Source text:
-=-=-=-=-
During the year ended March 31, 2025, the Company incurred approximately $2,000,000 in acquisition costs to acquire various royalty interests in approximately 840 producing wells in Colorado, Louisiana, Montana, Nebraska, New Mexico, North and South Dakota, Texas, and Wyoming.

 

15. Oil and Gas Reserve Data (Unaudited)

 

The estimates of the Company’s proved oil and gas reserves, which are located entirely within the United States, were prepared in accordance with the generally accepted petroleum engineering and evaluation principles and definitions and guidelines established by the SEC. The estimates as of March 31, 2026 and 2025 were based on evaluations prepared by Russell K. Hall and Associates, Inc. The services provided by Russell K. Hall and Associates, Inc. are not audits of our reserves but instead consist of complete engineering evaluations of the respective properties. For more information about their evaluations performed, refer to the copy of their report filed as an exhibit to this Annual Report on Form 10-K. Management emphasizes that reserve estimates are inherently imprecise and that estimates of new discoveries are more imprecise than those of currently producing oil and natural gas properties. Accordingly, these estimates are expected to change as additional information becomes available in the future.

 

The following table presents the weighted-average first-day-of-the-month market prices used for oil and gas reserve preparation, based on SEC guidelines.

 

   March 31,     
   2026   2025   % Change 
Prices utilized in the reserve estimates before adjustments:               
Oil per Bbl  $59.79   $71.00    (16)%
Natural gas per MMBtu  $3.72   $2.44    52%

 

F-18
 

 

The Company’s total estimated proved reserves at March 31, 2026 were approximately 1.437 MMBOE, of which 46% was oil and 54% was natural gas.

 

Changes in Proved Reserves:

 

   Oil
(Bbls)
   Natural Gas
(Mcf)
 
Proved Developed and Undeveloped Reserves:          
As of April 1, 2024   791,000    4,537,000 
Revision of previous estimates   (132,000)   (71,000)
Purchase of minerals in place   40,000    221,000 
Extensions and discoveries   60,000    243,000 
Sales of minerals in place   -    - 
Production   (84,000)   (570,000)
As of March 31, 2025   675,000    4,360,000 
Revision of previous estimates   (106,000)   315,000 
Purchase of minerals in place   18,000    124,000 
Extensions and discoveries   155,000    557,000 
Sales of minerals in place   (1,000)   (3,000)
Production   (82,000)   (682,000)
As of March 31, 2026   659,000    4,671,000 

 

Proved developed reserves are those expected to be recovered through existing wells, equipment, and operating methods. Proved undeveloped reserves (“PUD”) are proved reserves that are expected to be recovered from new wells on undrilled acreage or from existing wells where a relatively major expenditure is required for recompletion within five years of the date of their initial recognition. Moreover, the Company may be required to write down its proved undeveloped reserves if the operators do not drill on the reserves within the required five-year timeframe. The reduction in proved undeveloped reserves was primarily attributable to properties in Lea County, New Mexico, due to changes in the timing of future development in wells in which we own a working interest. These interests are held by production and remain in place for future development.

 

Summary of Proved Developed and Undeveloped Reserves as of March 31, 2026 and 2025:

 

   Oil
(Bbls)
   Natural Gas
(Mcf)
-=-=-=-=-
Things to do:
[A] According to the reserve data excerpt, which firm prepared the evaluations behind the reserve estimates as of March 31, 2026 and 2025?
[B] Print the passage of the reserve data excerpt starting with "The following table" and going on through "on SEC guidelines.".
-=-=-=-=-
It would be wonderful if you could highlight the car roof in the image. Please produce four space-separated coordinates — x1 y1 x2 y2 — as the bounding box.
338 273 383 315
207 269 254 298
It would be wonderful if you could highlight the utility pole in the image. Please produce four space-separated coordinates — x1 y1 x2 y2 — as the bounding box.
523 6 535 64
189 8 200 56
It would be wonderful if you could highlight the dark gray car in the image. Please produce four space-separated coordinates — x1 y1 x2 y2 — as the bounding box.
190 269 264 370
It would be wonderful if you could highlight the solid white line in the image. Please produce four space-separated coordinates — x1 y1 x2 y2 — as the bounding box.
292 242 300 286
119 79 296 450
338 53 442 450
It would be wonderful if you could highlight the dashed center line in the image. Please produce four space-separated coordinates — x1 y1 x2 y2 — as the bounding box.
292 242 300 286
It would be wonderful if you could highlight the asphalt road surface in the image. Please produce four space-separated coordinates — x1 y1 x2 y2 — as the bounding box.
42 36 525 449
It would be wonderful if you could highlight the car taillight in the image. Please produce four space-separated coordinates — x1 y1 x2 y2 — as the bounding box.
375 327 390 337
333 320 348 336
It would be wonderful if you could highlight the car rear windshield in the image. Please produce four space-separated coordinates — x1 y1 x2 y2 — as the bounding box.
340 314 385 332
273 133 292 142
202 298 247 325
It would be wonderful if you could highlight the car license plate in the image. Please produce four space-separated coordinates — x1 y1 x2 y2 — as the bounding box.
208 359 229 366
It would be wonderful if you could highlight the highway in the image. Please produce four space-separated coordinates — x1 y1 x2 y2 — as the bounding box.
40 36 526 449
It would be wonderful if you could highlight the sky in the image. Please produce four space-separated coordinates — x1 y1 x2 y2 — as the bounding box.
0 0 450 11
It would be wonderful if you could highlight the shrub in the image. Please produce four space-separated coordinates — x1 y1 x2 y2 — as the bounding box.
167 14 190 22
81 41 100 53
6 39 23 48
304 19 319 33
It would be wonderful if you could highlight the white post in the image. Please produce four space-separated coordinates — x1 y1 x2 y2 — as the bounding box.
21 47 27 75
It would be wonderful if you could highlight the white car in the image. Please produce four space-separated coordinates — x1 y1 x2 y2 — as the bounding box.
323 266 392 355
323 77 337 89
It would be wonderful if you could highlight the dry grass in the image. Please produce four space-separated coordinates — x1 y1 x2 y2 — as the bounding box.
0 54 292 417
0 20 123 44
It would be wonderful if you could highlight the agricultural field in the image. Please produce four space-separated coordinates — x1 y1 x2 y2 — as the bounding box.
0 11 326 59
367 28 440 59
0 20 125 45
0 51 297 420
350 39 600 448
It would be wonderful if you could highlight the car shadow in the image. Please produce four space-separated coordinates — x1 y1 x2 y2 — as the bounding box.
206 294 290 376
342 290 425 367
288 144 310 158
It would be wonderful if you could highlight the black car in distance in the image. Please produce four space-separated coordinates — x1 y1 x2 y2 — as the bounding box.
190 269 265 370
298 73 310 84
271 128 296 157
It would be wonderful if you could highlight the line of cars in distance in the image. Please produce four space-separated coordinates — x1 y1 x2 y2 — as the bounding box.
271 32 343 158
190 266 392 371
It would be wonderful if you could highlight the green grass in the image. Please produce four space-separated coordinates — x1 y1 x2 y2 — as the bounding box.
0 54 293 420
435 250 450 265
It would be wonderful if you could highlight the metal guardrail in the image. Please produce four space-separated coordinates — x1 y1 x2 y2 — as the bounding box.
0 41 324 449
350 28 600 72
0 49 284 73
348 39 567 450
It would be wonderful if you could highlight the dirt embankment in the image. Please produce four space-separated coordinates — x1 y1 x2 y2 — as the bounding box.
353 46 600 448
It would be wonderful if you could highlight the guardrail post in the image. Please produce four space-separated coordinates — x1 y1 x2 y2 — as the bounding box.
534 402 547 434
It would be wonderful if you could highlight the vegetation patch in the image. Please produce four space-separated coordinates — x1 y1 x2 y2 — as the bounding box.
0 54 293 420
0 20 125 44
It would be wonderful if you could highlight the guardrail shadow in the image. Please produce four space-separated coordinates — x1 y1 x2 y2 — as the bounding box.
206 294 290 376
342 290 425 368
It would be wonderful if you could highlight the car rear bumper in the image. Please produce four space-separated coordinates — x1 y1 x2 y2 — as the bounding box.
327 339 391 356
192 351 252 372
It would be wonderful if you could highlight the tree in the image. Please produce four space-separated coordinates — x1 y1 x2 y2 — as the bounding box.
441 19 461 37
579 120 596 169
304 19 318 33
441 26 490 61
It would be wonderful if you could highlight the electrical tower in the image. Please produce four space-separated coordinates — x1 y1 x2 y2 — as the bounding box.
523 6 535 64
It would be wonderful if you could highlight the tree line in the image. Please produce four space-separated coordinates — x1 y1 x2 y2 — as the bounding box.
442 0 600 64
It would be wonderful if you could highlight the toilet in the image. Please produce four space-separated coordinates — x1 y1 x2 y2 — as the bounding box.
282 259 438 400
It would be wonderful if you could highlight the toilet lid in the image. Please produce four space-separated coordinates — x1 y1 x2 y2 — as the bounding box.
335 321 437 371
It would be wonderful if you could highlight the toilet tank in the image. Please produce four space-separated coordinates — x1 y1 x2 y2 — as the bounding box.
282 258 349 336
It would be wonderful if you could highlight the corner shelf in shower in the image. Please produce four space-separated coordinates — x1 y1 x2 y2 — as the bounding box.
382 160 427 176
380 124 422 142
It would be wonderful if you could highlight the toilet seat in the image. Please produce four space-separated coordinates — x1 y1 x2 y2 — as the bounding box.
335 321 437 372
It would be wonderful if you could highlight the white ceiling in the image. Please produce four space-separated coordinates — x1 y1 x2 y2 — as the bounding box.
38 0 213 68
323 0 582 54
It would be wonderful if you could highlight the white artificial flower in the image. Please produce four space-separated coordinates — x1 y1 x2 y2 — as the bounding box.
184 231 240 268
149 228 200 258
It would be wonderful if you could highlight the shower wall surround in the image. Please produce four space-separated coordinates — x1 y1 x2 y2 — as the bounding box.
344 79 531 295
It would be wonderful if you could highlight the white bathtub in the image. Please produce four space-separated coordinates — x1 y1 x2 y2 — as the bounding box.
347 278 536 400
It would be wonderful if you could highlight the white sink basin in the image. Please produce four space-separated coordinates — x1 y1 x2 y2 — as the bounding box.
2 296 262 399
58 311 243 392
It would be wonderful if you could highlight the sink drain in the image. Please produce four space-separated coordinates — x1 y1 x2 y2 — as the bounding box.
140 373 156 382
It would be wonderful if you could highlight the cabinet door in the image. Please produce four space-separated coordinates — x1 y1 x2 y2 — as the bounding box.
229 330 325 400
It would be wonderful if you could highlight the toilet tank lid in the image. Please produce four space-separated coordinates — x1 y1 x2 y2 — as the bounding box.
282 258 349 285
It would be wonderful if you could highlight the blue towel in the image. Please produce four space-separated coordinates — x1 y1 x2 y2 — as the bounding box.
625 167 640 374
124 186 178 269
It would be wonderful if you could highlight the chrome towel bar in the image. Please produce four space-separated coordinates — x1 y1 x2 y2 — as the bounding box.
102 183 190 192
-=-=-=-=-
Answers to the problems:
[A] Russell K. Hall and Associates, Inc.

[B]
The following table presents the weighted-average first-day-of-the-month market prices used for oil and gas reserve preparation, based on SEC guidelines.